**What you have to do:** Rescale everything from the line containing "Fact-check this for me: the gravel" down through the end of the records. Reproduce those lines in full, requests included, multiplying every bounding-box coordinate in the answers by 2.05 and rounding to whole numbers with halves rounded up, and leave the numbers in the requests and their format samples unchanged.

○ ○ ○ ○

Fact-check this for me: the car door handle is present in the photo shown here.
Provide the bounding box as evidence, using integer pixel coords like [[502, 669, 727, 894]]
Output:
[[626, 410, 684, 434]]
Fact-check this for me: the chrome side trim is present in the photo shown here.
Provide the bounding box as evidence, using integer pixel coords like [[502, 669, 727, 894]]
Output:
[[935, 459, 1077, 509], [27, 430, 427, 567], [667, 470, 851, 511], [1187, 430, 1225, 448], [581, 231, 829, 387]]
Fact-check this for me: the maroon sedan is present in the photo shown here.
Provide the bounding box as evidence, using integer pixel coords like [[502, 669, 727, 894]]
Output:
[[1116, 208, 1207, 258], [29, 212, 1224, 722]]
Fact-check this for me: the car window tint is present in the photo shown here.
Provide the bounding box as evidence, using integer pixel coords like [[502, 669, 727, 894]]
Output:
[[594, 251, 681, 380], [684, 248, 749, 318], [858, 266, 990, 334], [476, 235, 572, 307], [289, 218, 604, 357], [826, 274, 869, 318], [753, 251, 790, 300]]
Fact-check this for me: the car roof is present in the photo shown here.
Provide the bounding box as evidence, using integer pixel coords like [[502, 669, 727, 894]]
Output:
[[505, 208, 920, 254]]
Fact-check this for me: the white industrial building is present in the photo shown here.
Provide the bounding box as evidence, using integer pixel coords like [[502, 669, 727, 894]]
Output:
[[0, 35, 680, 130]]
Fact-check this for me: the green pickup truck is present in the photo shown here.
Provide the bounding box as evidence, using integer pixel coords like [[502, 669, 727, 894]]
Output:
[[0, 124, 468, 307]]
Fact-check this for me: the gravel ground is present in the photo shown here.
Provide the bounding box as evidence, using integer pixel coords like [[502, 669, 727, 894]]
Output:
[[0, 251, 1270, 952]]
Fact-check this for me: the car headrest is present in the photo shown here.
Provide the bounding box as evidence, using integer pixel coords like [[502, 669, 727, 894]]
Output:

○ ○ ○ ○

**Full response:**
Fact-check this for me: the gravel ground is present in the photo shown here.
Provide the bounding box as evidence, using integer pixel coords like [[502, 669, 727, 894]]
Output:
[[0, 515, 2604, 1952]]
Fact-check this for me: the car headrest is present in the photo shown here.
Provide the bounding box as evidence, using integer pixel coords like [[502, 669, 727, 894]]
Output:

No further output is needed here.